# START OF The input

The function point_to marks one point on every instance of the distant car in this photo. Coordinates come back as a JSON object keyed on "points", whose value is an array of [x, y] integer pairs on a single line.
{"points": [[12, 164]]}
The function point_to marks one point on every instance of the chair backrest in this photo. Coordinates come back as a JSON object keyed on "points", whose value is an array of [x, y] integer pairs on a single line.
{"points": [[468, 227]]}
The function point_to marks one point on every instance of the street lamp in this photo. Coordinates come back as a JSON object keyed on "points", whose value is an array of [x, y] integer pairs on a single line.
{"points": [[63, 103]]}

# END OF The input

# Written task
Could you arrange the whole listing above as a two-column CSV with the columns input and output, giving one row to each text paired with its answer and putting every value in a single quoted field with any line breaks changed to spaces?

# Solution to this task
input,output
"The function point_to marks one point on every instance of the distant car in this photo. Coordinates come back as a JSON object keyed on ""points"", whose value is an array of [x, y] integer pairs on a single line.","{""points"": [[12, 164]]}"
"The function point_to marks one point on every instance of the chair backrest in this photo. Coordinates come back as a JSON object keyed on ""points"", whose value is an array of [x, y] integer pairs on a single line.","{""points"": [[468, 227]]}"
"The function point_to marks one point on every instance of the street lamp in this photo. Coordinates come back as a JSON object keyed on ""points"", whose value is an array of [x, y] integer pairs on a single line.","{""points"": [[63, 103]]}"